**AVAILABLE DATA**

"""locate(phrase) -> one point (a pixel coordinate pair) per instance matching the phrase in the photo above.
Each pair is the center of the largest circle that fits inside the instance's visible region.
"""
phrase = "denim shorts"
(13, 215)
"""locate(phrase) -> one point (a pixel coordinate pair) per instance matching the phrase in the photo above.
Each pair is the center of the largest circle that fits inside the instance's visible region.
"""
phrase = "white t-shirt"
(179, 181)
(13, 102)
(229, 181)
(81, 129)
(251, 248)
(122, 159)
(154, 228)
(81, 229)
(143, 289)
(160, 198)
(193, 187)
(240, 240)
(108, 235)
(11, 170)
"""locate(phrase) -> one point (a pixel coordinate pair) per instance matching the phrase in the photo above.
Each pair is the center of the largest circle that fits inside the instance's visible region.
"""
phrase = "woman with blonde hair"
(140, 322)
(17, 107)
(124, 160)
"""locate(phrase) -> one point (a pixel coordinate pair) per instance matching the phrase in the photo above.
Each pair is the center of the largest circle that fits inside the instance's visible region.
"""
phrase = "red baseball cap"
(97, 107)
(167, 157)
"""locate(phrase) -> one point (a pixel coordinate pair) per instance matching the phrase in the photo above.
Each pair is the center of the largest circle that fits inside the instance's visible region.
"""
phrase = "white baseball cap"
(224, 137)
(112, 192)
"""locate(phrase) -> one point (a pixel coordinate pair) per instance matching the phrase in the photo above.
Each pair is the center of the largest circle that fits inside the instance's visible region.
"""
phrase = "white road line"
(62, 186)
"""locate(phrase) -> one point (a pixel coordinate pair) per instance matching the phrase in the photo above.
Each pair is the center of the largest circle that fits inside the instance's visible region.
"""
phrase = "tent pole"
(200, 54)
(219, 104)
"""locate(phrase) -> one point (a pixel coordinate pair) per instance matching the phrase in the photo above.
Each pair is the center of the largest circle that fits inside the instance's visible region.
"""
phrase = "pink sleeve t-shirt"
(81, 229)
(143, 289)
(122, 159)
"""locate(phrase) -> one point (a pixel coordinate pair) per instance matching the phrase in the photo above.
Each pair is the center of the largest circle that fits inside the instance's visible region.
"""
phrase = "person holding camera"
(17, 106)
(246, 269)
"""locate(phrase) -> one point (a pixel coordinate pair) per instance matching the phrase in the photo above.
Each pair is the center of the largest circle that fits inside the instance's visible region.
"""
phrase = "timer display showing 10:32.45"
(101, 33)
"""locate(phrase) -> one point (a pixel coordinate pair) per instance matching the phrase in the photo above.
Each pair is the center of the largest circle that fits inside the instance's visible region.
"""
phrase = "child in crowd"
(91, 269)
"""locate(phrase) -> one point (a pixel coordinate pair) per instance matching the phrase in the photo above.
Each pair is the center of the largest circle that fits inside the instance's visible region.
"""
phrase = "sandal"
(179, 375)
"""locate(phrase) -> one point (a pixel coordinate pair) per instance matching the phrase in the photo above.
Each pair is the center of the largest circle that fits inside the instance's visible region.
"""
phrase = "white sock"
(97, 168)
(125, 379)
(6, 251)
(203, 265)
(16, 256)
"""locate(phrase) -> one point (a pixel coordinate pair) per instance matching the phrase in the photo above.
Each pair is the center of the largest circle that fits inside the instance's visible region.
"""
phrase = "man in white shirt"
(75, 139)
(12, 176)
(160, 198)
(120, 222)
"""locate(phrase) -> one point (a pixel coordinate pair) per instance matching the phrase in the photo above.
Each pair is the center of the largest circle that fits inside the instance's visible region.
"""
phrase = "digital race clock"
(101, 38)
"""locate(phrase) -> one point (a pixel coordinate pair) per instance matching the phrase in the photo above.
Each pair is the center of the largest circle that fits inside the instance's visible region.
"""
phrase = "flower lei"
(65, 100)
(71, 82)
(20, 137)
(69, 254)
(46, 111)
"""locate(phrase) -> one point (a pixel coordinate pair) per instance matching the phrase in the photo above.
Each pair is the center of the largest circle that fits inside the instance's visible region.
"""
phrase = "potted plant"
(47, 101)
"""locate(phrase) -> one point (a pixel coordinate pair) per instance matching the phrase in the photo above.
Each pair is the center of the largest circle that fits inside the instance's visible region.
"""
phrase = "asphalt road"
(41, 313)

**EXERCISE OBJECTIVE**
Return the full listing, word for word.

**TASK SOLUTION**
"""locate(phrase) -> one point (a pixel coordinate pair) per instance matching the phrase in the photo above.
Each pair is the center of the largest circle that fits inside the instance's visible region.
"""
phrase = "denim shorts"
(13, 215)
"""locate(phrase) -> one point (a pixel coordinate pair) per instance matching the phrase in the photo above.
Each pair is the center of the largest circle that fits inside the instance's visible region.
"""
phrase = "white t-shirt"
(179, 181)
(13, 102)
(229, 181)
(81, 129)
(251, 248)
(122, 159)
(154, 228)
(81, 229)
(143, 289)
(160, 198)
(193, 187)
(240, 240)
(108, 235)
(11, 170)
"""locate(phrase) -> one point (a pixel coordinate pair) per instance matching the phrase in the photo above.
Each pair is the center of the largest circle that fits inside the instance's visible region.
"""
phrase = "woman with blonde hair"
(140, 322)
(17, 107)
(124, 160)
"""locate(phrase) -> one point (a pixel coordinate pair) per instance matching the phrase in the photo above.
Each pair is the center of the largest circle that fits inside the instance's visible region.
"""
phrase = "red baseball cap"
(97, 107)
(167, 157)
"""locate(phrase) -> one point (a pixel coordinate pair) per instance matching the phrase in the photo above.
Each pair is the center of the largest circle that fits inside the instance's visible region.
"""
phrase = "white baseball cap"
(224, 137)
(112, 192)
"""locate(phrase) -> one point (a pixel coordinate pair) per instance matching the phrase in the photo above.
Each pair is the center of the largest circle that fits inside the instance's visible region.
"""
phrase = "white road line"
(62, 186)
"""locate(phrase) -> one point (a pixel coordinate pair) per instance matching the phrase in the photo above.
Each pair is the center of the largest circle that fits inside the instance's visible region.
"""
phrase = "tent pole"
(200, 54)
(219, 104)
"""locate(phrase) -> one point (a pixel coordinate pair) per instance matching the phrase in the photo above.
Each pair is the center of the largest circle that fits inside the instance's visible region.
"""
phrase = "pink sleeve t-shirt"
(81, 229)
(143, 289)
(122, 159)
"""locate(phrase) -> one point (a pixel coordinate pair) per instance matching the phrase in the photo above.
Each pair is the center of the largest circle that fits inside the instance's visible region.
"""
phrase = "person holding camera"
(17, 106)
(246, 269)
"""locate(phrase) -> one point (a pixel coordinate pair) per instance matching the phrase in the photo above.
Each pair is the center of the largest circle that fits inside the instance's visible region.
"""
phrase = "timer display showing 10:32.45"
(101, 33)
"""locate(phrase) -> one point (a pixel coordinate pair) per instance matching the phrase in the photo above.
Each pair is the center of the largest circle that fits inside the instance's visible region.
"""
phrase = "child in crowd"
(91, 269)
"""locate(phrase) -> one point (a pixel coordinate pair) per instance matching the phrase in the photo above.
Each pair is the center of the largest circle that fits inside the instance's visible region.
"""
phrase = "sandal"
(179, 375)
"""locate(phrase) -> one point (a pixel coordinate pair) per instance matching the phrase in the photo above.
Each pair is the center of the largest circle that fits inside the instance's visible region.
"""
phrase = "white sock"
(97, 168)
(125, 379)
(6, 251)
(203, 265)
(16, 256)
"""locate(phrase) -> one point (a pixel coordinate pair) per instance matching the phrase in the photo above.
Each pair is the center of the largest circle that fits inside the instance's visible region.
"""
phrase = "man in white shirt"
(75, 139)
(12, 176)
(160, 198)
(120, 222)
"""locate(phrase) -> one point (a pixel coordinate pair) per instance matching the phrase in the photo above.
Each pair is the center of the largest circle that fits inside the instance's visible region.
"""
phrase = "digital race clock"
(101, 38)
"""locate(phrase) -> one point (a pixel coordinate pair) per instance matching the phrase in the photo above.
Each pair is the center of the largest circle that fits inside the instance's visible region.
"""
phrase = "flower lei"
(65, 100)
(71, 82)
(20, 137)
(69, 254)
(46, 111)
"""locate(phrase) -> one point (a pixel coordinate pair) per instance matching the phrase in the photo above.
Each pair is the center of the largest circle that fits inside the instance's visible region.
"""
phrase = "potted plant"
(47, 101)
"""locate(phrase) -> one point (a pixel coordinate pair) per instance matching the phrase in the photo above.
Each pair is the center of the largest circle that fits inside the instance's visible region.
"""
phrase = "asphalt road"
(41, 313)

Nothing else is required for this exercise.